▶ _Requirement_: Can you reproduce the rows below, changing "with a point" to "with a marker" throughout and leaving everything else as it is?

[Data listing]
◆ ◆ ◆ ◆
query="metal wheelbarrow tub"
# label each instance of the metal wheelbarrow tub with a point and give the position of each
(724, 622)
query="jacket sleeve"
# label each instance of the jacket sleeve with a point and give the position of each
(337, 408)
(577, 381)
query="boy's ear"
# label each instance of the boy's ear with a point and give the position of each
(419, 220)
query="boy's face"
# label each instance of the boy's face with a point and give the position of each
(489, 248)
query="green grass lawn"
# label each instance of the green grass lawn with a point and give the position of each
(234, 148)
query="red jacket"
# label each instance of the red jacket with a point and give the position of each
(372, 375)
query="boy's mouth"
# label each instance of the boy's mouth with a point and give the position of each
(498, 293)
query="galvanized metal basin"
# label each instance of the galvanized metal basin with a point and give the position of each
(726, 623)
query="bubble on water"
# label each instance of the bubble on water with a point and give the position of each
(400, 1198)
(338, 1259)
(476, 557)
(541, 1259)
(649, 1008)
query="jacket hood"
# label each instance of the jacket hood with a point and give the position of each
◆ ◆ ◆ ◆
▶ _Output of the task_:
query="metal wheelbarrow tub"
# label each instance of the metal wheelbarrow tub with a marker and give the position of each
(724, 622)
query="jacket sleeve"
# label each instance of the jacket sleeve with a marker and give the position of each
(337, 408)
(577, 381)
query="boy's ear"
# label each instance of the boy's ear with a marker and give the position of each
(419, 220)
query="boy's face"
# label each instance of the boy's face with a marker and give the position of each
(489, 248)
query="green grass lawn"
# label each instance of the green grass lawn with a marker and give the position of each
(234, 148)
query="red jacket"
# label each instance of the red jacket with a marker and give the position of each
(372, 375)
query="boy's mouth"
# label each instance of the boy's mouth with a marker and give the position of each
(498, 293)
query="galvanized metal basin"
# label each instance of the galvanized metal basin with a marker and give the position of each
(726, 623)
query="bubble on water"
# label each instance of the bubble on water with a marker and give the position of each
(400, 1198)
(338, 1259)
(476, 557)
(541, 1259)
(649, 1008)
query="jacket hood"
# label each instance of the jacket hood with a marker and give the position of each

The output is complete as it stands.